• [OBJECTIVES]:
1. For each of the statements (a), (b) and (c) about the article on India's cooking gas below, answer yes or no and quote the words of the article that decide it. (a) India brings in 60 percent of its cooking gas through the corridor between Iran and Oman. (b) Brent crude currently stays above $120 per barrel. (c) The military operations against Iran began in March 2026.
2. Using the article on India's cooking gas below, answer these questions:
(a) Under which scheme did the woman in the Madhya Pradesh village receive her free LPG connection?
(b) What share of the world's oil supply passes through the Strait of Hormuz daily?
(c) What was India's crude basket price per barrel in February?

• [SELECTION]:
☆ ☆ ☆
By Ramachandran Rajeev Kumar — 2026-04-08
The Strait That Feeds India: How a Faraway War Reached Your Kitchen
India imports 60 percent of its cooking gas through a 39-kilometre-wide corridor between Iran and Oman. That corridor is now a war zone. This is not a story about geopolitics. It is a story about the price of lunch.
By Ramachandran Rajeev Kumar
Somewhere in a village in Madhya Pradesh this week, a woman who received a free LPG connection under the Pradhan Mantri Ujjwala Yojana dragged her old chulha back into use. The cylinder she was promised would arrive by March has not come. The dealer says there is a shortage. The shortage, he says, is because of something happening very far away.
That something is a war. On 28 February 2026, the United States and Israel launched military operations against Iran. We are now on Day 39. In the intervening weeks, the Islamic Revolutionary Guard Corps warned it would "deprive the US and its allies of the region's oil and gas for years." Tanker traffic through the Strait of Hormuz -- the 39-kilometre bottleneck through which a fifth of the world's oil supply passes daily -- has dropped to near-zero. Brent crude hit $126 per barrel at its peak, and currently hovers between $110 and $116. India's crude basket surged from $69 per barrel in February to $113 in March -- a 64 percent increase in 30 days.
☆ ☆ ☆
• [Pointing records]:

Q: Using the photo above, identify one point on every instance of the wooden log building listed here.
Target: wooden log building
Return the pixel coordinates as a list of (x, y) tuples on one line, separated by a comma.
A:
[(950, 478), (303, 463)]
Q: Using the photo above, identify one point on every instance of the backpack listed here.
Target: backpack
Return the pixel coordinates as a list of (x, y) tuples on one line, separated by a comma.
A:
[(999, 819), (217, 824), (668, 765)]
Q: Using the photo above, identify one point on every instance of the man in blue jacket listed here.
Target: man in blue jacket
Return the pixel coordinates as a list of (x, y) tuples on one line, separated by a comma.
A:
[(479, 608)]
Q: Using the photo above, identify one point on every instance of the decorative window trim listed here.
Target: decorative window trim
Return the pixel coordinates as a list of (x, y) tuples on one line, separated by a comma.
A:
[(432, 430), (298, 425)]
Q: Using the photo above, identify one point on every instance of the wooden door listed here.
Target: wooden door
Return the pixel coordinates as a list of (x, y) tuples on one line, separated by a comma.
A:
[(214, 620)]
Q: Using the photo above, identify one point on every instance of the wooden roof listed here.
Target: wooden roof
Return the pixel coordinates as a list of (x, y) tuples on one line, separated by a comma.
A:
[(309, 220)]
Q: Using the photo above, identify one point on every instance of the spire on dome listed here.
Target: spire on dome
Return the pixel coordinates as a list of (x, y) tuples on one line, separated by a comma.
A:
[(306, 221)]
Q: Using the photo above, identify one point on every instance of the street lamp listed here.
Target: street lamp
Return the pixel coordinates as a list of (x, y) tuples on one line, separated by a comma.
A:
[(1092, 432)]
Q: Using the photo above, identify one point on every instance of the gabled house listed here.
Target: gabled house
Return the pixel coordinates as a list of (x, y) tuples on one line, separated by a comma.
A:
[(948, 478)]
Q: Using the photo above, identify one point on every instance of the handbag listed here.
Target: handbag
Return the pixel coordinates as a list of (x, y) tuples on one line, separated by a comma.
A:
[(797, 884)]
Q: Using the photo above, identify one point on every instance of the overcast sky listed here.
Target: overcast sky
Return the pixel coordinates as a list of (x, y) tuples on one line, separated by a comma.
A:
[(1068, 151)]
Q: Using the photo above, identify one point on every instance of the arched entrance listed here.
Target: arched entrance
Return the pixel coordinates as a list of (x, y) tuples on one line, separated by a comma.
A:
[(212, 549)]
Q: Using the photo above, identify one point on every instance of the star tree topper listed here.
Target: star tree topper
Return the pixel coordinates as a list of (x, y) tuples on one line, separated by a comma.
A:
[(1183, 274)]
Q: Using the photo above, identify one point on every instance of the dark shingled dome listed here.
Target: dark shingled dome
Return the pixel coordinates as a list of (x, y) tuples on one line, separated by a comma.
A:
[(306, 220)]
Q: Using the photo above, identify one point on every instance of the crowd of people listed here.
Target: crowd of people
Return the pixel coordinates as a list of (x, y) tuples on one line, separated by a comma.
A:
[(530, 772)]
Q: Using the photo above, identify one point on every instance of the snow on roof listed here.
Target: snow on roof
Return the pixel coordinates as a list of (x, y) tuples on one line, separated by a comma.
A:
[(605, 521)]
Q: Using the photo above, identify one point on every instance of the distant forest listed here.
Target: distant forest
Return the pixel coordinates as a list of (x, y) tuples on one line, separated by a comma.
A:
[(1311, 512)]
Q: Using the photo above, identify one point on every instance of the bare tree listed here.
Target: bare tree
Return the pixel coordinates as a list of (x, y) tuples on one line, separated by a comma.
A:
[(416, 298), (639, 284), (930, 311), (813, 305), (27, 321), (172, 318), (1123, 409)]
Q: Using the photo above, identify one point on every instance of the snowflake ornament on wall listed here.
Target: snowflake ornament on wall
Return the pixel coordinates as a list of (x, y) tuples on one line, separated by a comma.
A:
☆ ☆ ☆
• [RESPONSES TO THE TASKS]:
1.
(a) Yes: "India imports 60 percent of its cooking gas through a 39-kilometre-wide corridor between Iran and Oman."
(b) No: "currently hovers between $110 and $116."
(c) No: "On 28 February 2026, the United States and Israel launched military operations against Iran."

2.
(a) The Pradhan Mantri Ujjwala Yojana.
(b) A fifth.
(c) $69 per barrel.